▶ _Texte à lire_:

Enième figure du metal symphonique à chant féminin, ce quintet italien fondé en 2017 à Macomer entend pourtant, et légitimement, essaimer ses riffs au-delà des frontières par trop limitatives de sa terre sarde natale. Conscient des risques courus à se lancer tout de go dans une arène foisonnant en formations de tous poils, dont quelques jeunes loups aux dents longues, le combo a pris le temps nécessaire pour millimétrer chacune de ses portées mais aussi peaufiner sa production d'ensemble eu égard à un travail de fourmi en studio. Aussi, ne réalisera-il son introductif et présent opus, «
Cult of the Ancestors », que cinq longues années plus tard. Quels seraient alors les arguments artistiques et techniques permettant au collectif transalpin de se distinguer de ses homologues générationnels, toujours plus nombreux à affluer ?

▶ _Lignes_:

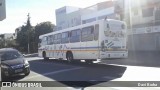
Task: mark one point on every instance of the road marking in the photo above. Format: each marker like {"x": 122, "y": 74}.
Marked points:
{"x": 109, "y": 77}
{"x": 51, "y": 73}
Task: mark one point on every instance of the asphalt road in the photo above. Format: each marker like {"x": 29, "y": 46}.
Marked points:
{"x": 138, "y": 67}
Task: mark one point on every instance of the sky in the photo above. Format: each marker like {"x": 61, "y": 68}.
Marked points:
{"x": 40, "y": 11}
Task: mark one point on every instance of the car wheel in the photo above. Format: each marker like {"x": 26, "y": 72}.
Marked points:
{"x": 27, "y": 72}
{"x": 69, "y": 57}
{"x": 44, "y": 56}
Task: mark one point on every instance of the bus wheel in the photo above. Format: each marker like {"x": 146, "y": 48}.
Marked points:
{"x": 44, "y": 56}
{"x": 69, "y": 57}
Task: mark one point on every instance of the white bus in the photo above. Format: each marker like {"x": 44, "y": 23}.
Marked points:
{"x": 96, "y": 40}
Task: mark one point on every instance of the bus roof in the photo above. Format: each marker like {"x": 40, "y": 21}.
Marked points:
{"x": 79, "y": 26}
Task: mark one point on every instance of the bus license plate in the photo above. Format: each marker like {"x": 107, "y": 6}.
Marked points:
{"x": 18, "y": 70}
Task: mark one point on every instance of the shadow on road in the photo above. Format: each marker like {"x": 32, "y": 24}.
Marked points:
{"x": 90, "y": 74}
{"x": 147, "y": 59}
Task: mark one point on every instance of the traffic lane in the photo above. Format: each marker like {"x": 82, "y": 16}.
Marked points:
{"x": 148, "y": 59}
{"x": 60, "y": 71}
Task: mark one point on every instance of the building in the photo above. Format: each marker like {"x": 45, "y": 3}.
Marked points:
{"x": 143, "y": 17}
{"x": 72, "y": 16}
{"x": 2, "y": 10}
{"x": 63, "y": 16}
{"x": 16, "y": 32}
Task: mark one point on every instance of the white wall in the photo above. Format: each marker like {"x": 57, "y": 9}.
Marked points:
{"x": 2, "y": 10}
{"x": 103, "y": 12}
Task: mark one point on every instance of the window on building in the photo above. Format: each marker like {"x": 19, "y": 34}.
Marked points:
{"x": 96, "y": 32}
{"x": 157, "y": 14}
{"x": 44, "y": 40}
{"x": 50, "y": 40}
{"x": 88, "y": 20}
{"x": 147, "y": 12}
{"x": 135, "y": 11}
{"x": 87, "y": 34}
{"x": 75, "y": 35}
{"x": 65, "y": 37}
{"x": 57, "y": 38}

...

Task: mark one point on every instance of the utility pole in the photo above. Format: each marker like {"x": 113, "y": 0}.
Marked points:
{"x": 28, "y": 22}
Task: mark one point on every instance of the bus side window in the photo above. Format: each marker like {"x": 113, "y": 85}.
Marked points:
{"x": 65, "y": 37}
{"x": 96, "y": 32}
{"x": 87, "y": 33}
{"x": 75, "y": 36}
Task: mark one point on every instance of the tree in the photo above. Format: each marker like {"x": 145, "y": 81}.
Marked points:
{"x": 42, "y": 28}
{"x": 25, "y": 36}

▶ _Consignes_:
**a.** D'après le texte à lire, en quelle année et dans quelle ville le quintette a-t-il été fondé ?
**b.** Comptez les lignes de la liste qui contiennent la chaîne « window », en tenant compte de la casse, et donnez uniquement ce nombre.
Le texte et la liste n'ont aucun rapport entre eux.

▶ _Réponses aux consignes_:
**a.** En 2017, à Macomer.

**b.** 2